» Selection:

►

Opinion
12-CV-735 (ER) 12-CV-935 (ER) 12-CV-1017 (ER) 12-CV-1110 (ER) 12-CV-1310 (ER) 12-CV-1456(ER) 12-CV-2212 (ER) 12-CV-2360 (ER)
07-05-2012
OPINION AND ORDER
RAMOS, D.J.:
On May 25, 2012, this Court issued an Order dismissing without prejudice claims in eight cases that pro se Plaintiff David Farkas had filed in forma pauperis. See Farkash v. RJM Acquisition Funding, No. 12-cv-735 (ER), 2012 WL 1948643 (S.D.N.Y. May 29. 2012).
The Court will refer to the May 29, 2012 Order addressing all eight cases collectively as "the Order" and Case No. 12-cv-735 specifically as "RJM."
In five of the cases, Mr. Farkas had sued debt collection agency Defendants only asserting claims under the Fair Credit Reporting Act ("FCRA"), 15 U.S.C. § 1681 et seq., and the court dismissed without prejudice the complaints in their entirety: Farkas v. Frederick J. Hana & Associates, No. 12-cv-1110 (ER) ("Hana"); Farkas v. Main Street Acquisition Corp., No. 12-cv-1310 (ER) ("Main Street"); Farkas v. National Enterprise Systems, No. 12-cv-1456 (ER) ("National Enterprise"); Farkas v. Enhanced Recovery Co., No. 12-cv-2212 (ER) ("Enhanced Recovery"); and Farkas v. Northstar Location Services, No. 12-cv-2360 (ER) ("Northstar").Order, 2012 WL 1948643 at *4.
In the three other cases, the Court dismissed without prejudice FCRA Counts against other debt collection agency Defendants, but Mr. Farkas had alleged claims under the Fair Debt Collection Practices Act ("FDCPA"), 15 U.S.C. § 1692 et seq., which remained pending: Farkash v. RJM Acquisition Funding, No. 12-cv-735 (ER) ("RJM"); Farkas v. Cavalry Portfolio Services, No. 12-cv-935 (ER) ("Cavalry"); and Farkash v. Midland Credit Management, No. 12-cv-1017 (ER) ("Midland").Order, 2012 WL 1948643 at *4.
Plaintiff spells his name differently in RJM and Midland than he does in the other complaints. The Court notes that all complaints refer to the same person because they all contain identical contact information.
The Order stated that that "[i]f Mr. Farkas fails to replead any of his dismissed complaints or claims within the 30-day period, those complaints or claims will be dismissed with prejudice." Id. at *5. Mr. Farkas did not file an amended complaint in Enhanced Recovery—which had been dismissed without prejudice in its entirety—so the Court now sua sponte DISMISSES with prejudice that case.
Mr. Farkas filed amended complaints modifying the allegations in his FCRA counts in the seven remaining cases. But, for reasons explained below, he has again failed to state a claim under FCRA in each of the re-filed cases. In four of those cases—Hana, Main Street, National Enterprise, and Northstar—the initial and amended complaints included only a FCRA count. Therefore, the Court sua sponte DISMISSES with prejudice these cases.

◄

» Prompt 1:
Return everything in the court opinion from "Mr. Farkas filed" down to "prejudice these cases.".
» Prompt 2:
Give back each line of the listing that contains the word "strawberry".

» Data in this exercise:
►

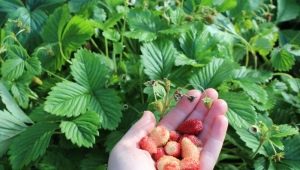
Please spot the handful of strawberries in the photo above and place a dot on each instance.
(175, 150)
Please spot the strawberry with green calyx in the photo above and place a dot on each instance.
(172, 148)
(193, 138)
(174, 136)
(160, 135)
(160, 153)
(191, 126)
(148, 144)
(168, 163)
(189, 164)
(207, 101)
(189, 149)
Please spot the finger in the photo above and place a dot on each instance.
(183, 108)
(213, 146)
(201, 110)
(141, 128)
(219, 107)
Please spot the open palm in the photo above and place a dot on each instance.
(126, 155)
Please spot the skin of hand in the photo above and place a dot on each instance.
(126, 154)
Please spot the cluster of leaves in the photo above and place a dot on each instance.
(75, 75)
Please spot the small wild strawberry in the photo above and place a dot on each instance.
(167, 162)
(207, 101)
(172, 148)
(148, 144)
(192, 127)
(160, 135)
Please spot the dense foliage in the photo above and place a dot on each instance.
(75, 75)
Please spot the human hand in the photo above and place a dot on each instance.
(127, 155)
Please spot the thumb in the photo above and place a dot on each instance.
(141, 128)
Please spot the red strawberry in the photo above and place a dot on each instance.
(160, 135)
(174, 136)
(167, 162)
(192, 127)
(172, 166)
(193, 138)
(148, 144)
(189, 149)
(172, 148)
(189, 164)
(160, 152)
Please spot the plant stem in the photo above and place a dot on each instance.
(54, 75)
(106, 48)
(282, 74)
(256, 151)
(96, 46)
(62, 53)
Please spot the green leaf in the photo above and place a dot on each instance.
(213, 74)
(292, 152)
(82, 130)
(182, 60)
(31, 144)
(255, 91)
(112, 21)
(12, 106)
(76, 32)
(281, 131)
(287, 10)
(293, 83)
(282, 60)
(21, 92)
(43, 4)
(260, 164)
(241, 113)
(106, 103)
(51, 34)
(10, 6)
(112, 35)
(10, 126)
(158, 58)
(197, 43)
(264, 42)
(33, 65)
(67, 99)
(55, 24)
(140, 35)
(14, 66)
(89, 69)
(277, 142)
(145, 22)
(257, 76)
(225, 5)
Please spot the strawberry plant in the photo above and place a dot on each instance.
(76, 74)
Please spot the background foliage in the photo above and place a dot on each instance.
(75, 75)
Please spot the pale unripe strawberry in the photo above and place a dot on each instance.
(168, 163)
(160, 135)
(160, 153)
(174, 136)
(189, 149)
(189, 164)
(148, 144)
(172, 148)
(193, 138)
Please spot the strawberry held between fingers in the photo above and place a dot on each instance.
(192, 127)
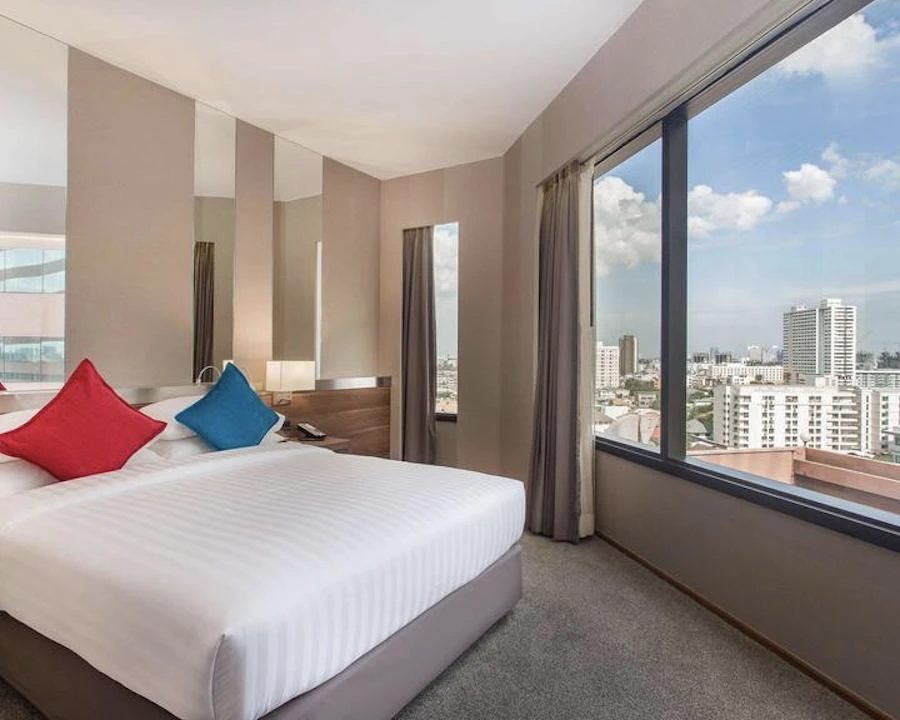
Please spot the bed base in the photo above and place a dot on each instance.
(375, 687)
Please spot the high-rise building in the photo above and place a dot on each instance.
(821, 340)
(607, 366)
(628, 364)
(879, 412)
(777, 416)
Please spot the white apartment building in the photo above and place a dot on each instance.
(878, 378)
(879, 415)
(821, 340)
(895, 444)
(759, 416)
(628, 355)
(607, 366)
(702, 375)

◄

» Right answer 1:
Mr. Farkas filed amended complaints modifying the allegations in his FCRA counts in the seven remaining cases. But, for reasons explained below, he has again failed to state a claim under FCRA in each of the re-filed cases. In four of those cases—Hana, Main Street, National Enterprise, and Northstar—the initial and amended complaints included only a FCRA count. Therefore, the Court sua sponte DISMISSES with prejudice these cases.

» Right answer 2:
Please spot the strawberry with green calyx in the photo above and place a dot on each instance.
Please spot the small wild strawberry in the photo above and place a dot on each instance.
Please spot the red strawberry in the photo above and place a dot on each instance.
Please spot the strawberry plant in the photo above and place a dot on each instance.
Please spot the pale unripe strawberry in the photo above and place a dot on each instance.
Please spot the strawberry held between fingers in the photo above and place a dot on each instance.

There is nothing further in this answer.